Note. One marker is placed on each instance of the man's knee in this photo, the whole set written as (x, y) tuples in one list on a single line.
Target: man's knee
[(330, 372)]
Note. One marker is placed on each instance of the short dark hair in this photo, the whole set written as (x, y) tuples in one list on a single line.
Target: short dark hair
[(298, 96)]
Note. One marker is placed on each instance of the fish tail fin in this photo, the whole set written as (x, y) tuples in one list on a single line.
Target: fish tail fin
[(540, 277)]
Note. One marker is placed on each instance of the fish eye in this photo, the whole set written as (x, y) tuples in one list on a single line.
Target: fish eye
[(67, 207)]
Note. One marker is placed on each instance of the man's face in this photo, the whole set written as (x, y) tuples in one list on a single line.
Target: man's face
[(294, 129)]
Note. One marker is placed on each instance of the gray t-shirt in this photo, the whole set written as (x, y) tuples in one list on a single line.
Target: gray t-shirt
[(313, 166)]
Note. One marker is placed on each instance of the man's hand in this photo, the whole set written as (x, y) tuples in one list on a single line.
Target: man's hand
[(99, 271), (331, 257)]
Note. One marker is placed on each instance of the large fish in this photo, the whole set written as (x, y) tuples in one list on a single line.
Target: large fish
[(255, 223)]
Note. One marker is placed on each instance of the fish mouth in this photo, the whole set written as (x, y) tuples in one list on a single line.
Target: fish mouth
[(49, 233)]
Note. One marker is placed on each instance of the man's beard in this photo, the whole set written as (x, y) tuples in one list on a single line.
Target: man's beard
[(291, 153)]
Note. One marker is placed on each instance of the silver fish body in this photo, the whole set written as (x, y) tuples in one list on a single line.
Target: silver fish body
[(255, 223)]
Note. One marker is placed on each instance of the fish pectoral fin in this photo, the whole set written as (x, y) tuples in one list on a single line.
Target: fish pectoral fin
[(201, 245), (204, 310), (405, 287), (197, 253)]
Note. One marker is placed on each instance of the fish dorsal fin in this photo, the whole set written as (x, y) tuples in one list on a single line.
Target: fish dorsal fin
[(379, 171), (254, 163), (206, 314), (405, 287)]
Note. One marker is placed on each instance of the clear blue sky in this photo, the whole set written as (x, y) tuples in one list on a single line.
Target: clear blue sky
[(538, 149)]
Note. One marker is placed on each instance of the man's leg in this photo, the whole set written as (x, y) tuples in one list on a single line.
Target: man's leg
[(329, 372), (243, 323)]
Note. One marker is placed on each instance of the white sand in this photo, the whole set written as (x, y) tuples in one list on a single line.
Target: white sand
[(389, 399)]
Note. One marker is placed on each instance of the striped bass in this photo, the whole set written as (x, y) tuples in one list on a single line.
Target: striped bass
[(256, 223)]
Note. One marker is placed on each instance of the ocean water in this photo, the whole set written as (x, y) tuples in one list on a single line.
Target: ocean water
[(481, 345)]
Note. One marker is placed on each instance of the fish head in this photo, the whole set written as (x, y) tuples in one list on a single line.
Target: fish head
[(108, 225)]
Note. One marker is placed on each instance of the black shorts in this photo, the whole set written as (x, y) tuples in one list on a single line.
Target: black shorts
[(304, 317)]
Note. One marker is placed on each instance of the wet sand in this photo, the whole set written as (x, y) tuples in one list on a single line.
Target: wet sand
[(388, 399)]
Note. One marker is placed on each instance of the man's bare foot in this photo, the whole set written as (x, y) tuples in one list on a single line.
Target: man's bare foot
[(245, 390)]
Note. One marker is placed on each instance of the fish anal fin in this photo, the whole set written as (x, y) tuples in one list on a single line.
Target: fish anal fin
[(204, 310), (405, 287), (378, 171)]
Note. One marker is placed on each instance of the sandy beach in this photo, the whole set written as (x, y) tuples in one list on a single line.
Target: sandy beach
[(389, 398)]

━━━━━━━━━━

Job: Take the line holding "Note. One marker is placed on each instance of the black" and all lines after it through the end of the data, and set them down exactly.

Expected output:
Note. One marker is placed on each instance of the black shorts in this photo, the whole set written as (x, y) tuples in one list on a single line.
Target: black shorts
[(304, 317)]
Note. One marker is placed on each instance of the wet sand in this photo, the whole set written as (x, y) tuples in one list on a single line.
Target: wet sand
[(388, 399)]
Note. One marker is placed on each instance of the man's bare foot in this photo, the whole set written as (x, y) tuples in one list on a single line.
Target: man's bare foot
[(245, 390)]
Note. One marker is placed on each instance of the fish anal fin in this photo, the whole set written as (x, y) tuples in one list on a single line.
Target: fish anal fin
[(204, 310), (405, 287), (378, 171)]
Note. One marker is placed on each instance of the sandy beach in this photo, the whole set written as (x, y) tuples in one list on a single line.
Target: sandy beach
[(389, 398)]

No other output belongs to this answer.